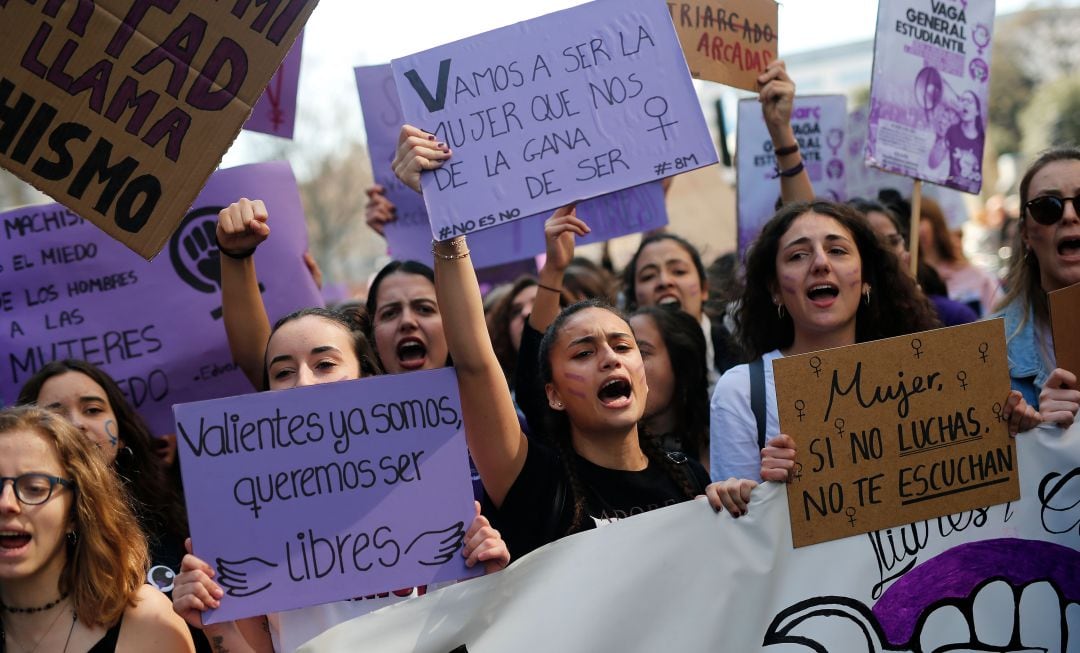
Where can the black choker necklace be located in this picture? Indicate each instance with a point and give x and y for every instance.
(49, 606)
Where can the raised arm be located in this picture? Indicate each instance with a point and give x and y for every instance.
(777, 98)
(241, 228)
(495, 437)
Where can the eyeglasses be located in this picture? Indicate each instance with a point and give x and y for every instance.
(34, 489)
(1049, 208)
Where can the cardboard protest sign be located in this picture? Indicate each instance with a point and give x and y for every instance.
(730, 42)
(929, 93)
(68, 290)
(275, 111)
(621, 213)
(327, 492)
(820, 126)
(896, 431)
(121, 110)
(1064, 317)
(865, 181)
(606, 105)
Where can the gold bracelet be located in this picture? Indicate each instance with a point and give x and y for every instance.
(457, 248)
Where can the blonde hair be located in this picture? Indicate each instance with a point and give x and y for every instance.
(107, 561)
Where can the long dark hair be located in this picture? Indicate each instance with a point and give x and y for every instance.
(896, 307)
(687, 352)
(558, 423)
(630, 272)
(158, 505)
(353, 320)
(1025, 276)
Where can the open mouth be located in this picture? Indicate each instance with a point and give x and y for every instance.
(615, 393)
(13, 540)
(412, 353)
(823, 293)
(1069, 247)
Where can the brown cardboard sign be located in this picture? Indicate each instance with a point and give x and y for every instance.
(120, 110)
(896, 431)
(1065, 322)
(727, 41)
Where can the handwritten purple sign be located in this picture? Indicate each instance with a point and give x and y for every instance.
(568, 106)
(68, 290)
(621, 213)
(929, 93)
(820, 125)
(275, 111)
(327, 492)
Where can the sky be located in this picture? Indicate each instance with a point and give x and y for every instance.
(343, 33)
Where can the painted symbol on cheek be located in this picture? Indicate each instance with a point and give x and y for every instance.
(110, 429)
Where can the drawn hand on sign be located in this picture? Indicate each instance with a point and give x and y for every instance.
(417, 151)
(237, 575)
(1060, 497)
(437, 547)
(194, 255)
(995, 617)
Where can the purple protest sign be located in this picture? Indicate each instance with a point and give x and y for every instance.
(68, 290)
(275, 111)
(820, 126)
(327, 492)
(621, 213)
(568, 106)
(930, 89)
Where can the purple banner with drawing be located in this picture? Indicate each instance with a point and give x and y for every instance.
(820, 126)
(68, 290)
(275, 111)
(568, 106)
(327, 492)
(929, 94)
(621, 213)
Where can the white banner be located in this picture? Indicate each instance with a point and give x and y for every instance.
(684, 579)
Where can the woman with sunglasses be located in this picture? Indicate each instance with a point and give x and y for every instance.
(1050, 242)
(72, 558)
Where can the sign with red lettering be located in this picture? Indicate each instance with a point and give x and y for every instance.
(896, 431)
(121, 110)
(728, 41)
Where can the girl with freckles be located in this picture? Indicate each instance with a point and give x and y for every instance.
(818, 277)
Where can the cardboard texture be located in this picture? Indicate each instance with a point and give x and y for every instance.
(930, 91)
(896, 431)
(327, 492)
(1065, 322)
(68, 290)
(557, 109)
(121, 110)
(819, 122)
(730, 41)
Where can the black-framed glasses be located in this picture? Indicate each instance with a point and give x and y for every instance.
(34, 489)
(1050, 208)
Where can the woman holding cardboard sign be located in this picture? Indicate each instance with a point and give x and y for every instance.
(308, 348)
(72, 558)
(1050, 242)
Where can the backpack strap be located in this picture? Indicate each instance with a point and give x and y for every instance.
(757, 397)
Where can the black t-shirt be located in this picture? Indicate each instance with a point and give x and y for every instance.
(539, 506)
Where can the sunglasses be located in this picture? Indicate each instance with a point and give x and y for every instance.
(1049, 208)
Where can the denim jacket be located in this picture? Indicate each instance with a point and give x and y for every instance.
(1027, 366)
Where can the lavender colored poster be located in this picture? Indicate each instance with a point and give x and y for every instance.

****

*The exercise:* Reproduce every line above word for word, leaving out the pictures.

*Result for this task:*
Where can the black choker necklace be located in this picture? Indicate each instance with a point and give x and y for every instance.
(49, 606)
Where can the raised arm be located in this picture? Indicate each instance with a point and give x and y for every instance.
(777, 98)
(241, 228)
(495, 437)
Where can the eyeglasses be located in this picture? Indicate each instance with a point and give x and y for every instance.
(34, 489)
(1049, 208)
Where can the cardboard protest sign be located in this picture? Indicate each instance with a point and give x and y for every instance.
(730, 42)
(929, 93)
(68, 290)
(275, 111)
(621, 213)
(327, 492)
(820, 126)
(896, 431)
(121, 110)
(1064, 317)
(865, 181)
(606, 105)
Where can the gold bracelet be located in this picture? Indicate each instance with a point and give x and y for every instance.
(457, 248)
Where can the blonde hair be located in this picture? Indicate each instance with a point and give x and y for every instance.
(107, 561)
Where can the long dark hair be located in this picture? Indicate each instance with a point and give x and y for every instance.
(896, 307)
(687, 352)
(558, 423)
(630, 272)
(158, 505)
(353, 320)
(1025, 276)
Where can the open mouth be located in this picture? Indicate each instance with a point and give x and y for every instance.
(615, 393)
(13, 540)
(412, 353)
(823, 293)
(1069, 247)
Where can the brown cardboard sign be located in this picture? Indicate each instance with a point and give x and y for every instance.
(120, 110)
(896, 431)
(1065, 322)
(727, 41)
Where can the handwritten purple sign be located in this picture? Indicate each instance with a point and give x and y for every instance.
(568, 106)
(68, 290)
(621, 213)
(929, 93)
(820, 125)
(275, 111)
(327, 492)
Where can the sky be located in this picture? Indicate each instance with a point and give x and y for every instance.
(343, 33)
Where can the painted symbol on cheek be located in this picture? Indicate each instance with a point and give x and y for every instance.
(110, 429)
Where can the drawn hand on sign be located in this picture? Indicate each instance with a point and give x and y for every instance.
(417, 151)
(237, 575)
(1060, 497)
(437, 547)
(194, 255)
(995, 617)
Where can the purple protest sign be located in this picture? Indicate each instance with a point and give x and y for every instance.
(68, 290)
(275, 111)
(820, 126)
(327, 492)
(621, 213)
(568, 106)
(930, 89)
Where can the purple banner with drawing be located in this picture? Indicate each instance with a point and give x and y for every instance.
(820, 126)
(68, 290)
(275, 111)
(568, 106)
(327, 492)
(929, 94)
(621, 213)
Where can the white banner be located in this picture? Indicate each instance with a point and give x and y for every instance.
(684, 579)
Where can the woman with sunglasses be located in this picture? Indicate each instance with a point and give x and y for every instance.
(1050, 242)
(72, 558)
Where can the sign with red lettering be located in this picture? Indicate each instance with a point and give x and y for every instance.
(896, 431)
(121, 110)
(728, 41)
Where can the girl with freckles be located in this picture? Indicate each instance with a point and give x and y for every instance.
(818, 277)
Where can the cardboard texture be located in this picture? Indicate each instance with a point and give x and y for every instance.
(930, 91)
(896, 431)
(327, 492)
(1065, 322)
(68, 290)
(557, 109)
(121, 110)
(819, 122)
(730, 41)
Where can the black-framed glasses be located in this picture? Indicate each instance with a point and give x and y for every instance.
(34, 489)
(1050, 208)
Where can the woman holding cardboard sign be located in this picture? Indicate each instance with a point and give x and y for every instance.
(308, 348)
(72, 558)
(1050, 242)
Where can the backpack strap be located in this picture? Indicate each instance with a point and give x and y for every instance.
(757, 397)
Where can the black t-shirt be located in this picture? Indicate each instance with a point and give x and y for every instance.
(539, 506)
Where can the sunglasses be located in this picture? Indicate each instance with a point and give x and y for every instance.
(1049, 208)
Where can the denim jacket be located in this picture? Indicate each instance with a point and give x and y for every instance.
(1027, 366)
Where can the lavender colored poster be located in this picture? Indicate each instance with a point and give x and y for every instance.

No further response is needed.